BRANO —
---
Uno dei pregi di Kant, ne La fine di tutte le cose, è quello per esempio di ricondurre l’Apocalisse a una dimensione di regno morale che la ragione è in grado di riconoscere e analizzare. Solo a quel punto si attribuisce al famoso passo del Vangelo di Luca (17, 21-22) “il Regno di Dio è dentro di voi”, un significato puramente intellettuale.

Il grande filosofo tedesco pone quasi immediatamente due grossi interrogativi.

– Perché gli uomini in generale si aspettano una fine del mondo? E quand’anche si conceda loro questo, perché una fine accompagnata dal terrore?

Per quando concerne il primo quesito, Kant spiega che l’origine di tale interrogativo nasce dal fatto  che alcuni esseri razionali, per loro indole, ricercano uno scopo finale alla propria esistenza e se non si riuscisse a raggiungere questo scopo finale, allora la creazione stessa diverrebbe per tutti questi individui senza scopo.

La seconda domanda presuppone che corruzione e malvagità rappresentino due delle caratteristiche prevalenti del genere umano e che l’unico criterio utilizzabile dalla giustizia divina per eliminarle definitivamente, sia quello di porre fine al genere umano in maniera tremenda e terrificante e proprio per questo i segni che annunciano il Giorno del Giudizio sono tutti di natura spaventosa.

Gli uomini scorgono questi segni in maniera distinta. Kant afferma che i progressi del genere umano non vanno di pari passo con lo sviluppo della moralità e aggiunge che le idee concernenti la fine di tutte le cose “sono idee che la ragione dell’uomo produce, i cui oggetti trascendono del tutto l’orizzonte di ciò che possiamo vedere”.

In conclusione è doveroso accennare un altro concetto chiave che è impossibile non citare.

Kant, abilmente, ridefinisce il concetto di tempo presente nel verso 10,5-6 dell’Apocalisse […] “che non vi sarà più il tempo”.
---
VOCI ESTRATTE —
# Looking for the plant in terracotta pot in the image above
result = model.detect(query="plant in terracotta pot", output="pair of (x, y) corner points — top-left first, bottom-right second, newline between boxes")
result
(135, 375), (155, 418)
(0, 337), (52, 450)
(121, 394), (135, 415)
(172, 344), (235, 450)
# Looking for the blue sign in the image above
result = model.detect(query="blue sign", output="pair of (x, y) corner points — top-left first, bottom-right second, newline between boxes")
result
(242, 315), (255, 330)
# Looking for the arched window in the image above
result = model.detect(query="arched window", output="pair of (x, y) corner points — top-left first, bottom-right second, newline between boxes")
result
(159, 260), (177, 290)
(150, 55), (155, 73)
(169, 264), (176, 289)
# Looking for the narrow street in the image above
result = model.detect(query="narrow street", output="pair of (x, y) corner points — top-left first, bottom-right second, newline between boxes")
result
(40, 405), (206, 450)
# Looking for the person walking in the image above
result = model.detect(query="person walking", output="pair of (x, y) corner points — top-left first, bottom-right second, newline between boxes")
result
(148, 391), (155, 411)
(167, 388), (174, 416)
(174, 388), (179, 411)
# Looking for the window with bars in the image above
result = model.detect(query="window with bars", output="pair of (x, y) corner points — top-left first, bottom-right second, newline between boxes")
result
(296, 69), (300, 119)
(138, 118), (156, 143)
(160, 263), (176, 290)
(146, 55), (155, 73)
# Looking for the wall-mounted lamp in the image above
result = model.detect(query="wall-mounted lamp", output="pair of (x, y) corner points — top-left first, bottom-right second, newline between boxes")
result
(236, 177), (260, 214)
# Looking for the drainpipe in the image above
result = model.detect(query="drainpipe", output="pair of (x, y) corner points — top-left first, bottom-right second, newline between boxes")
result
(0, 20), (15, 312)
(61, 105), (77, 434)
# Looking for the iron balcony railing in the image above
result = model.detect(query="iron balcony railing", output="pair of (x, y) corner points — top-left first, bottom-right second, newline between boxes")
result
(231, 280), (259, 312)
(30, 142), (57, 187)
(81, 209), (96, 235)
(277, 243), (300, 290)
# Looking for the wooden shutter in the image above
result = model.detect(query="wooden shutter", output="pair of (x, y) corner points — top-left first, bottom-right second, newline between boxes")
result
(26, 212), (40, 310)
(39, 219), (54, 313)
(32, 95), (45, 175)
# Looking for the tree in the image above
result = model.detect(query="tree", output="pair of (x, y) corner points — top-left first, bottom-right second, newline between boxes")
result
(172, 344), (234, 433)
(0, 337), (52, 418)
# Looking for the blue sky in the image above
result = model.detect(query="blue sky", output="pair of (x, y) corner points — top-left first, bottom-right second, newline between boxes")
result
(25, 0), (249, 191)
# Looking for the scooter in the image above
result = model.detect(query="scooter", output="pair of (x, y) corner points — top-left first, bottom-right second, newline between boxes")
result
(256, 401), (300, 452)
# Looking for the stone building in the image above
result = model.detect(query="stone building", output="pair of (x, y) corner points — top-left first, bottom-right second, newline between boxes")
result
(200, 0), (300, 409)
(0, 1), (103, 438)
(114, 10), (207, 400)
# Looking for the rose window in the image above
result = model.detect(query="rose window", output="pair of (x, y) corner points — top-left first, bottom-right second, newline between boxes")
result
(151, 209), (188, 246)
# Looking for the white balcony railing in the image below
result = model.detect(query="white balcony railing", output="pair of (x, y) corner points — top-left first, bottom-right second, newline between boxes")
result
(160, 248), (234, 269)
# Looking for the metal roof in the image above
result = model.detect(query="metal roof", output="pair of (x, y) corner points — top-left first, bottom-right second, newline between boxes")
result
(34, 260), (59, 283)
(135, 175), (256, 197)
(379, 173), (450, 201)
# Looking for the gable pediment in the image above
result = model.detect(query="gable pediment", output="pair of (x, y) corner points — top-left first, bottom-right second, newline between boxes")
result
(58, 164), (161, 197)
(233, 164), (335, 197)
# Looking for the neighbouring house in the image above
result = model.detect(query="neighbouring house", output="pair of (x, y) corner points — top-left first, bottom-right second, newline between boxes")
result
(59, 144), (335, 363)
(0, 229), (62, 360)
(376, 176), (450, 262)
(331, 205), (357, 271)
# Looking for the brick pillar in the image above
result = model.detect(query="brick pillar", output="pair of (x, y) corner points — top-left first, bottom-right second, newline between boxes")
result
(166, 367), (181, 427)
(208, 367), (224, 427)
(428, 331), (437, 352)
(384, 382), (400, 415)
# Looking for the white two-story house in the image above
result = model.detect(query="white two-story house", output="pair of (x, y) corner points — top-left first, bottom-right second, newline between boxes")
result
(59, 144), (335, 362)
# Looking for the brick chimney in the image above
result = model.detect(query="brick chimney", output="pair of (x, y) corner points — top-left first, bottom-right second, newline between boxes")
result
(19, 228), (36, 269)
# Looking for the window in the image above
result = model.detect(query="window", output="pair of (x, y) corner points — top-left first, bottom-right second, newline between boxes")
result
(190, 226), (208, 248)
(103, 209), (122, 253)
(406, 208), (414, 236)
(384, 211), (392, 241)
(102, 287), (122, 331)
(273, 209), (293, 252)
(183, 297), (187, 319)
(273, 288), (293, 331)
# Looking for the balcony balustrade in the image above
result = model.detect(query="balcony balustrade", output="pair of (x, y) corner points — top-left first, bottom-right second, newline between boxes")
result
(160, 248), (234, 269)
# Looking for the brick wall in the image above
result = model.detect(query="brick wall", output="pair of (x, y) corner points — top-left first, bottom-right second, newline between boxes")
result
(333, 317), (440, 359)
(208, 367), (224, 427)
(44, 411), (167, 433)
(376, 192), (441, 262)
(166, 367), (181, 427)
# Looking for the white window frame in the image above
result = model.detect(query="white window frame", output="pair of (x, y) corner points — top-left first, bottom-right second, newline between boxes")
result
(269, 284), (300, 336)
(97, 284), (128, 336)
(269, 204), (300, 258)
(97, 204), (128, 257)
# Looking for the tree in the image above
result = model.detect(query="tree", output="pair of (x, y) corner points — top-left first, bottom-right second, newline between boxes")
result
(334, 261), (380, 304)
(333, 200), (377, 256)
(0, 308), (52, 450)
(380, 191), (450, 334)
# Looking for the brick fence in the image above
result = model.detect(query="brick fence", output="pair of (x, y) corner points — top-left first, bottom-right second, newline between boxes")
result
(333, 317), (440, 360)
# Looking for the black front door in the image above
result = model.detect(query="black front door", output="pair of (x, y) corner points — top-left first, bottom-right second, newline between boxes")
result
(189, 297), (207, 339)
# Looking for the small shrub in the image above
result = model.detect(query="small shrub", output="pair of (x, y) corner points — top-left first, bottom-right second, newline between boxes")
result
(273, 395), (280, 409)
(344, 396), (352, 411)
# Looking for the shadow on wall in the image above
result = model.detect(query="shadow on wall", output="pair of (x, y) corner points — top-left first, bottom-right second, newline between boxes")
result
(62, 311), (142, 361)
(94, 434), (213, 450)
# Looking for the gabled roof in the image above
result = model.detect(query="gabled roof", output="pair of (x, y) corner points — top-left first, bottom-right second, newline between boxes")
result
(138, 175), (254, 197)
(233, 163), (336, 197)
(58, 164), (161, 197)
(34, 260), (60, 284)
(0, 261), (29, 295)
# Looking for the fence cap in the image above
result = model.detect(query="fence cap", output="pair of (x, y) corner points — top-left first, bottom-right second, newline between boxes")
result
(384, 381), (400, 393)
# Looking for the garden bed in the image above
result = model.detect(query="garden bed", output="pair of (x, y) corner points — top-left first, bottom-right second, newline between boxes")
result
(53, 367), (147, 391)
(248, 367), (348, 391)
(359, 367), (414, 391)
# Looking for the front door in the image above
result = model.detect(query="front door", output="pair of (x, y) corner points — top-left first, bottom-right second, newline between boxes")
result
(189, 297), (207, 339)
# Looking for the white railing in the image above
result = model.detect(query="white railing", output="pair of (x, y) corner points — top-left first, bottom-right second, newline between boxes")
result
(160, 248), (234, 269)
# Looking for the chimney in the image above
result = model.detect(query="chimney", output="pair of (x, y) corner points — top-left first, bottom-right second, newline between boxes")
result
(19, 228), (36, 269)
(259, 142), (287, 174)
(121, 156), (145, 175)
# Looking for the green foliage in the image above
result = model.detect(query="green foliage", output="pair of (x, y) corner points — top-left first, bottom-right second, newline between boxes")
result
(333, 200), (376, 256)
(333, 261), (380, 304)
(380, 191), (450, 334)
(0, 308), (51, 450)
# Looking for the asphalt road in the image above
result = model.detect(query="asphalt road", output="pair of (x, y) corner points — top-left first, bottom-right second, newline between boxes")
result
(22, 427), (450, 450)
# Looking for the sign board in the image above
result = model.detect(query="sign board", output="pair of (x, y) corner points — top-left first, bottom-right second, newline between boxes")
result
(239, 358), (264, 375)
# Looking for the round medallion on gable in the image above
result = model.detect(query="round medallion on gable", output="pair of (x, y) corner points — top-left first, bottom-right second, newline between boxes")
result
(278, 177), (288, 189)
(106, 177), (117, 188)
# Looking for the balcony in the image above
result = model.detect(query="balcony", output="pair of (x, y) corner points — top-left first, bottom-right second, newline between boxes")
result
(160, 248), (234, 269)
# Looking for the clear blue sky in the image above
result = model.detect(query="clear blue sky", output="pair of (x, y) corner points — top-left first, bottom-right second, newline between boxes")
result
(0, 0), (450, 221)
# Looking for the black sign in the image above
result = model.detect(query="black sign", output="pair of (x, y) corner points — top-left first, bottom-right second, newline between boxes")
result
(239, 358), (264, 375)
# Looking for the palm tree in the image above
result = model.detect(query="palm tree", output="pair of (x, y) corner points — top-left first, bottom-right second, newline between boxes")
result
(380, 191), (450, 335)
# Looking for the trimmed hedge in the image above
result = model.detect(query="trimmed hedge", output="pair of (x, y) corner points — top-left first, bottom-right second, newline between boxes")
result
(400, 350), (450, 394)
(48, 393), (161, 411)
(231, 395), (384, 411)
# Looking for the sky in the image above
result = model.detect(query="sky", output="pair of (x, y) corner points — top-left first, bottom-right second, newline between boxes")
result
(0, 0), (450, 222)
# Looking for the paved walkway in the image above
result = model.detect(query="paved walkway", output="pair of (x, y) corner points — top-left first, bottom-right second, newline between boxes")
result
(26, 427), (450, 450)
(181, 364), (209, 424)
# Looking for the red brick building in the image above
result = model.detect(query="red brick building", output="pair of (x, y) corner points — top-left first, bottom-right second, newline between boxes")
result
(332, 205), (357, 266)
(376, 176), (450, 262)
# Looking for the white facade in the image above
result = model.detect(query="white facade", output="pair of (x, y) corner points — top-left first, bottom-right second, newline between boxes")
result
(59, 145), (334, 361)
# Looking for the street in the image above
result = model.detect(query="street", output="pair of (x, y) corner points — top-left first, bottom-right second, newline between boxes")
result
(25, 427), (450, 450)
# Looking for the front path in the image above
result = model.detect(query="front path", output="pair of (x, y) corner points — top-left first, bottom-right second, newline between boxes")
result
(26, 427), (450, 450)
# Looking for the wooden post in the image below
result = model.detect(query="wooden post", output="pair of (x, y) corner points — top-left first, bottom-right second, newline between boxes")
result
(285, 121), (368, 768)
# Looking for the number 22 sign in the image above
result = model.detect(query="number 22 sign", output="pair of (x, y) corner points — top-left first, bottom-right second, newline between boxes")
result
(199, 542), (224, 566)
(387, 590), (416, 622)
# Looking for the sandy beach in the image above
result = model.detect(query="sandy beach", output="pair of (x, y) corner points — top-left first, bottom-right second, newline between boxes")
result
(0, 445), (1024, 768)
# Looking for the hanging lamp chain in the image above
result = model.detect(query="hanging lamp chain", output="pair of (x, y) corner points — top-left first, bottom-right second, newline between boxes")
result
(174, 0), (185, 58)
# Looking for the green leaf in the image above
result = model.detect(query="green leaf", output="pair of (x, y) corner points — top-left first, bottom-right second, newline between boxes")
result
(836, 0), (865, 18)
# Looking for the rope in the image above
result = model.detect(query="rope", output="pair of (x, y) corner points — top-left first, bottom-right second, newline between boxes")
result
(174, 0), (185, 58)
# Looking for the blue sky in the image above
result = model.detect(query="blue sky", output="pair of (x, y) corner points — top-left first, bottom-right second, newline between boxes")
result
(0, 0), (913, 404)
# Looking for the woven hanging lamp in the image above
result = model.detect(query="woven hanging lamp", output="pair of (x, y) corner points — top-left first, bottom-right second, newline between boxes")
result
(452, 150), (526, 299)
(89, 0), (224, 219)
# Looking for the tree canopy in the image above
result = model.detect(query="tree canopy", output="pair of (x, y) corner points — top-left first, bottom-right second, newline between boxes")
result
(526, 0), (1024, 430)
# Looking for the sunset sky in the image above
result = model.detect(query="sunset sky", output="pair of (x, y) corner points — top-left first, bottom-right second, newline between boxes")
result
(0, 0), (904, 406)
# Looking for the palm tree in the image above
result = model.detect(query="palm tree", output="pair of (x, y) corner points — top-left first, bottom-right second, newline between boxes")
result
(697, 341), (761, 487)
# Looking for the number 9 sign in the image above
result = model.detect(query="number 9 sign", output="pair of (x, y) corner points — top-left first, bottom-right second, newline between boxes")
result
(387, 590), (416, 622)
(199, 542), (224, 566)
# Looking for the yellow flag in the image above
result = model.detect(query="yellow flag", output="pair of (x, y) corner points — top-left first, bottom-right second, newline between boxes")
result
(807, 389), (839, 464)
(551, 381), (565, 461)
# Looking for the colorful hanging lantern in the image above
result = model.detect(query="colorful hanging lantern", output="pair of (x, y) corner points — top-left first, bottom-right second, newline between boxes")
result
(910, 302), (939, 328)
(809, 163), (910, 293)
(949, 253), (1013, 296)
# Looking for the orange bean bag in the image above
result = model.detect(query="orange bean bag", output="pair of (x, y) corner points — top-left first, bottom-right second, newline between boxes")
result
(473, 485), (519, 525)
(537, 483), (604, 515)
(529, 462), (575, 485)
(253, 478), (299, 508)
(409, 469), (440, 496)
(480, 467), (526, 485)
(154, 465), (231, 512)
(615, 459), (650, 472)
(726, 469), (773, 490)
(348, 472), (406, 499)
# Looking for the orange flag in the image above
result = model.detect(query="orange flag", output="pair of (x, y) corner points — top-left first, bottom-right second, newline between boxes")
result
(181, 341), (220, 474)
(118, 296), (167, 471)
---
DOMANDE —
1. Quale passo del Vangelo di Luca viene citato nel brano su Kant?
2. Nel brano su Kant, riscrivi il tratto che comincia da "Il grande filosofo" e finisce con "accompagnata dal terrore?", mettendo "pensatore" al posto di "filosofo".
Le voci non hanno niente a che fare con il brano su Kant.

SOLUZIONI —
1. Il passo 17, 21-22: “il Regno di Dio è dentro di voi”.

2.
Il grande pensatore tedesco pone quasi immediatamente due grossi interrogativi.

– Perché gli uomini in generale si aspettano una fine del mondo? E quand’anche si conceda loro questo, perché una fine accompagnata dal terrore?